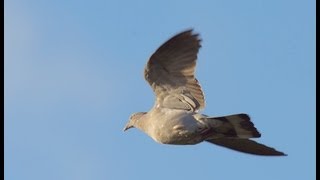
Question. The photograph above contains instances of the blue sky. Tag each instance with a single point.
(74, 74)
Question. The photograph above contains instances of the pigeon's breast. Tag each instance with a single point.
(176, 127)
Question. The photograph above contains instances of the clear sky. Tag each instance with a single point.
(74, 74)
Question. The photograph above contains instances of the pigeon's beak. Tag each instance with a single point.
(128, 126)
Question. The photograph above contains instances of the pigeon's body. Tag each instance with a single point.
(175, 117)
(171, 126)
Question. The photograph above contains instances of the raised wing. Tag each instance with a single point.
(170, 73)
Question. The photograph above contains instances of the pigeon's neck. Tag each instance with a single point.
(142, 123)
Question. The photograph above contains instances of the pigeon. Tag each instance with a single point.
(175, 117)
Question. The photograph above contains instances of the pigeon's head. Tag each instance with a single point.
(134, 118)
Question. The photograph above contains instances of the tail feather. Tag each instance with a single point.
(237, 125)
(246, 146)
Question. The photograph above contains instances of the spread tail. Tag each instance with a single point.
(246, 146)
(237, 125)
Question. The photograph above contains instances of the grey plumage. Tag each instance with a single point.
(175, 117)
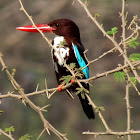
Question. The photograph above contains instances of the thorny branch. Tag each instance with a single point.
(123, 52)
(127, 65)
(37, 109)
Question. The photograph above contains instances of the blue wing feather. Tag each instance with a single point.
(81, 61)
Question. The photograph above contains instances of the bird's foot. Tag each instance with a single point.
(60, 87)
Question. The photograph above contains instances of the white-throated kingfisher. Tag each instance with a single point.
(68, 44)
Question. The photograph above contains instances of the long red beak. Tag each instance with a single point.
(42, 27)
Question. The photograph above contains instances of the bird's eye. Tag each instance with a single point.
(56, 25)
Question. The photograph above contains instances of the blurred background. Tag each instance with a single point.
(30, 55)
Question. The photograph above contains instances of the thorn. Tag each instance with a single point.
(60, 87)
(41, 134)
(69, 93)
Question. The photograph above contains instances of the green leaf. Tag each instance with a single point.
(133, 43)
(79, 90)
(119, 76)
(72, 65)
(10, 129)
(25, 137)
(113, 31)
(135, 57)
(133, 80)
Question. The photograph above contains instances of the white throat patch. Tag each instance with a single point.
(63, 51)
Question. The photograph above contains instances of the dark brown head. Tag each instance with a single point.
(61, 27)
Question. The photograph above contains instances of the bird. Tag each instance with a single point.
(67, 48)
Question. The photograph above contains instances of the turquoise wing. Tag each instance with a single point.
(81, 61)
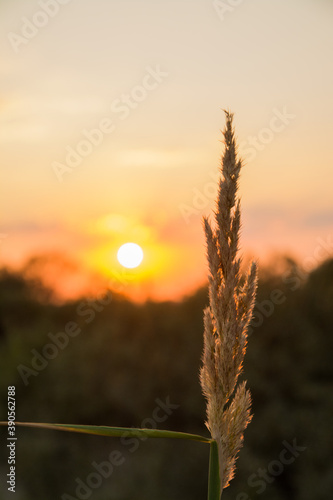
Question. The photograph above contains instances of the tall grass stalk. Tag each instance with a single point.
(226, 320)
(225, 325)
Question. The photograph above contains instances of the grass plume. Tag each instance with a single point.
(231, 302)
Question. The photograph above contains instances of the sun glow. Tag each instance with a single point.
(130, 255)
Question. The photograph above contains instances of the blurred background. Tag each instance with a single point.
(110, 133)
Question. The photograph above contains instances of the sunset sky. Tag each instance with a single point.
(111, 114)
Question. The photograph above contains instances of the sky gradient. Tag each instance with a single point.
(110, 118)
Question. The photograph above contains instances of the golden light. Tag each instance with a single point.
(130, 255)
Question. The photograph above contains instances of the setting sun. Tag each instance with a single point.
(130, 255)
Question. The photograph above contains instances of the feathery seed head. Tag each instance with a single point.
(227, 317)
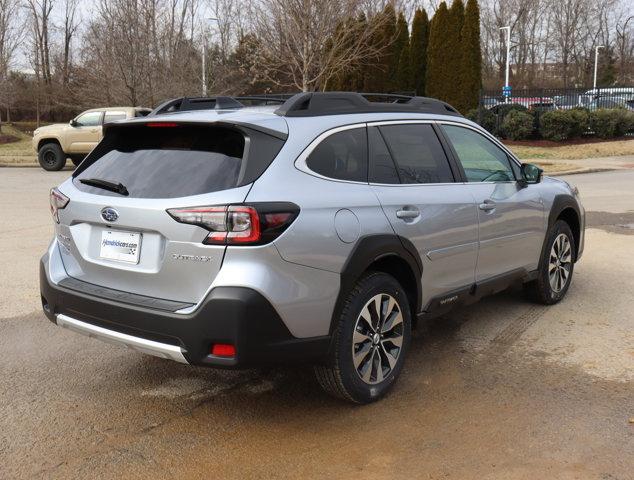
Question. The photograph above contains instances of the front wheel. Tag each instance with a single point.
(555, 267)
(370, 341)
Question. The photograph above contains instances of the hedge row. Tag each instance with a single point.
(515, 122)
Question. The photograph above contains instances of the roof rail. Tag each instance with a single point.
(183, 104)
(311, 104)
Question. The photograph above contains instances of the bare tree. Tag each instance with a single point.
(70, 26)
(10, 37)
(302, 46)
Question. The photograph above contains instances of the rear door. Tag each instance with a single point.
(86, 132)
(511, 216)
(130, 242)
(416, 186)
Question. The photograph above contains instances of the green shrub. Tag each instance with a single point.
(558, 125)
(517, 125)
(610, 123)
(483, 117)
(581, 124)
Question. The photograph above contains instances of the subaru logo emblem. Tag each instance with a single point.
(109, 214)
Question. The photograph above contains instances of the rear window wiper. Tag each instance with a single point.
(106, 185)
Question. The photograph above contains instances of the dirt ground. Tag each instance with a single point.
(502, 390)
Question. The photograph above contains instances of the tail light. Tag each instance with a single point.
(58, 202)
(254, 224)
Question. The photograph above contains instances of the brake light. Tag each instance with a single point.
(58, 201)
(161, 124)
(223, 350)
(239, 224)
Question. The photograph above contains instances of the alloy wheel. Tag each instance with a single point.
(377, 339)
(559, 263)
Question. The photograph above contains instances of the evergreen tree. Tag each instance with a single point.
(437, 74)
(470, 80)
(401, 46)
(418, 51)
(454, 46)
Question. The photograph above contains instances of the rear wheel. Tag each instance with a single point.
(370, 341)
(51, 157)
(556, 266)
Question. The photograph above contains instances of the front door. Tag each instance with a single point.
(415, 184)
(85, 133)
(511, 216)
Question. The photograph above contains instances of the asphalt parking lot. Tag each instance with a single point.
(503, 389)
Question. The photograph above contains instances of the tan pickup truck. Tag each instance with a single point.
(55, 143)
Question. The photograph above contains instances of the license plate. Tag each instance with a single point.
(120, 246)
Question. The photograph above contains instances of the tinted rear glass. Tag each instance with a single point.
(418, 154)
(169, 162)
(342, 156)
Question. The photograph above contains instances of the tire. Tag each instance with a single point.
(77, 160)
(51, 157)
(374, 374)
(555, 267)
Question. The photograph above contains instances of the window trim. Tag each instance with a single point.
(101, 117)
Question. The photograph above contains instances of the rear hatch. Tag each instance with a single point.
(119, 233)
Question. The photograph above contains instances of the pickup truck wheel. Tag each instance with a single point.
(77, 159)
(51, 157)
(369, 342)
(555, 267)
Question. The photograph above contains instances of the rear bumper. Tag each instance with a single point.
(231, 315)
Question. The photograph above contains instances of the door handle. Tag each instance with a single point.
(407, 214)
(487, 205)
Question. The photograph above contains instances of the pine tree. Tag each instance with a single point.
(471, 61)
(418, 51)
(402, 73)
(437, 74)
(453, 45)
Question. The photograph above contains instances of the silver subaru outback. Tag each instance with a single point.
(229, 232)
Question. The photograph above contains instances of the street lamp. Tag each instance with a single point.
(507, 91)
(211, 19)
(596, 61)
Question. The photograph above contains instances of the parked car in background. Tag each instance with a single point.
(610, 102)
(55, 143)
(568, 102)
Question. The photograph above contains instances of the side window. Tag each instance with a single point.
(89, 119)
(114, 116)
(481, 159)
(342, 156)
(382, 168)
(418, 154)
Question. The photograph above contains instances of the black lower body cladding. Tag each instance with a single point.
(228, 315)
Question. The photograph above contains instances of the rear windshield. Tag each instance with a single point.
(178, 161)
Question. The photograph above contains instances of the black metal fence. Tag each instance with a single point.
(537, 101)
(562, 98)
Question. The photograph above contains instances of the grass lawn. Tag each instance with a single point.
(572, 152)
(19, 152)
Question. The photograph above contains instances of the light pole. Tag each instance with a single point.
(508, 60)
(596, 61)
(211, 19)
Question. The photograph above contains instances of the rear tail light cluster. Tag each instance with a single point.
(58, 202)
(254, 224)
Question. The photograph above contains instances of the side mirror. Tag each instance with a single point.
(531, 173)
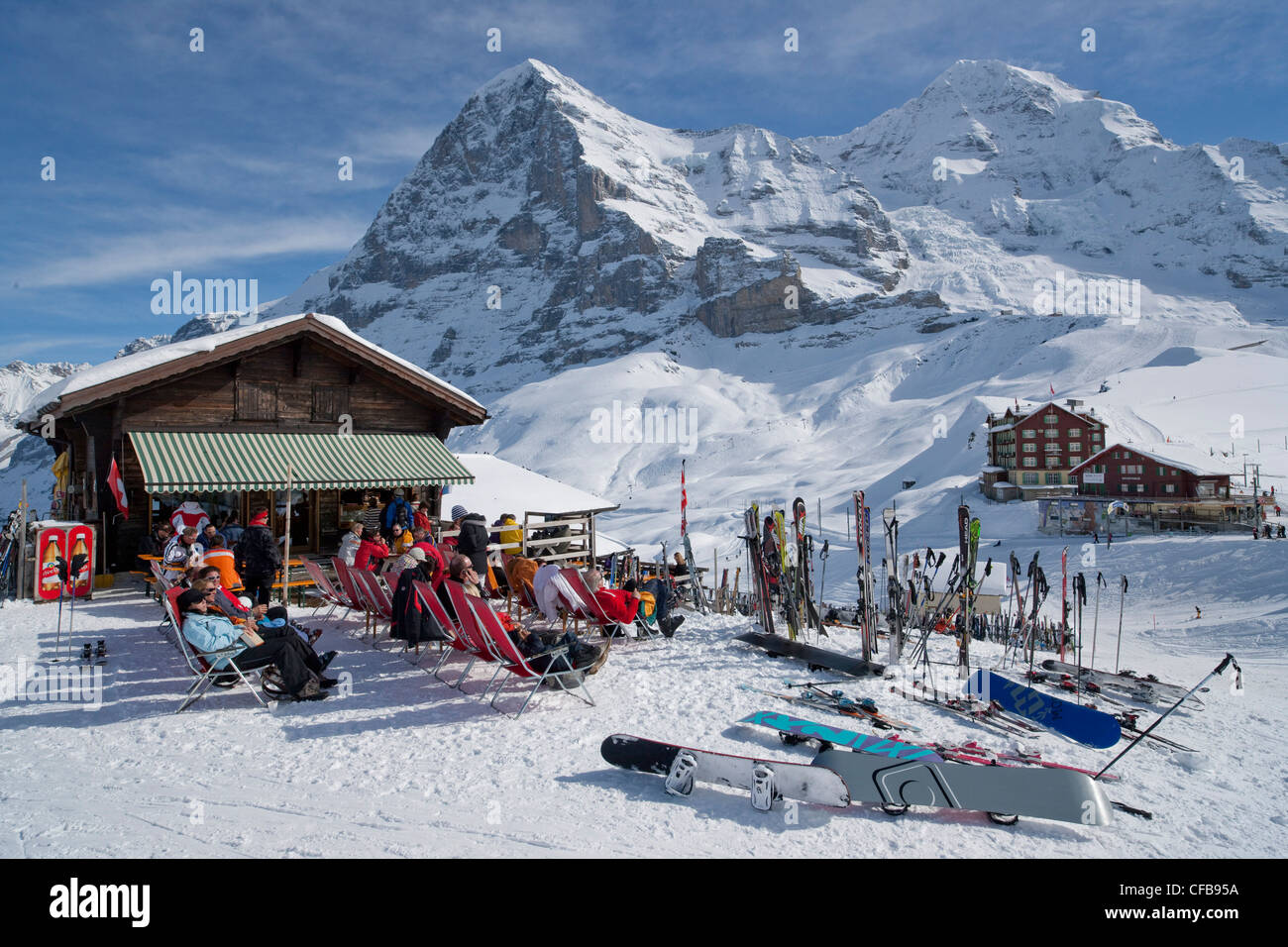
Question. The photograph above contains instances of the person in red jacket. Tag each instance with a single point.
☆ ☆ ☆ ☆ ☆ ☆ ☆
# Work required
Take the line that contains "hatch. Tag each instance with a single point." as the first and the last line of the records as the end, and please quote those lines exactly, pictures omitted.

# The result
Question. The photograph above contains instances of the rear hatch. Tag each instance with a single point.
(119, 233)
Question. The photograph above contains instances of the pickup truck wheel. Tag each instance with a single point.
(77, 159)
(51, 157)
(369, 342)
(555, 267)
Question. The photograph above contains instances of the rear bumper. Tag each instance with a single point.
(231, 315)
Question. The photograph above contains instances of the door handle. Tag each instance with a single point.
(407, 214)
(487, 205)
Question. The photograph above contains instances of the pine tree. Tag each instance with a single point.
(471, 61)
(418, 51)
(402, 73)
(437, 74)
(453, 45)
Question. The photograph above contains instances of the silver subaru outback. Tag each instance with a single point.
(229, 232)
Question. The photograph above contains instances of the street lamp. Tag each instance with a single point.
(507, 91)
(211, 19)
(596, 61)
Question. The photograph above contains instances of the parked car in background. Tag each instance with a single point.
(610, 102)
(55, 143)
(568, 102)
Question. The photograph above contains instances of the side window. Tag each instance with a single point.
(89, 119)
(114, 116)
(481, 159)
(342, 156)
(382, 168)
(418, 154)
Question. The photograph above contains instances of the black lower body cladding. Tag each instance with a single point.
(228, 315)
Question. The photograph above contains instances of the rear windshield. Tag each instance with a single point.
(178, 161)
Question. The photograph above contains instances of the black metal fence. Tag each instance with a single point.
(537, 101)
(562, 98)
Question. The photograph above contains instances of the grass lawn. Tag each instance with a single point.
(572, 152)
(19, 152)
Question. The photograph above contains instances of the light pole. Tag each instance with a single point.
(508, 60)
(596, 61)
(211, 19)
Question. The photograph above contains instances of the rear tail light cluster. Tag each instance with a single point.
(58, 202)
(254, 224)
Question. The photograph above contains instances of the side mirror. Tag each instance with a single point.
(531, 173)
Question. The photograph above contains instances of the person in red jacket. Tag each instance with a single point.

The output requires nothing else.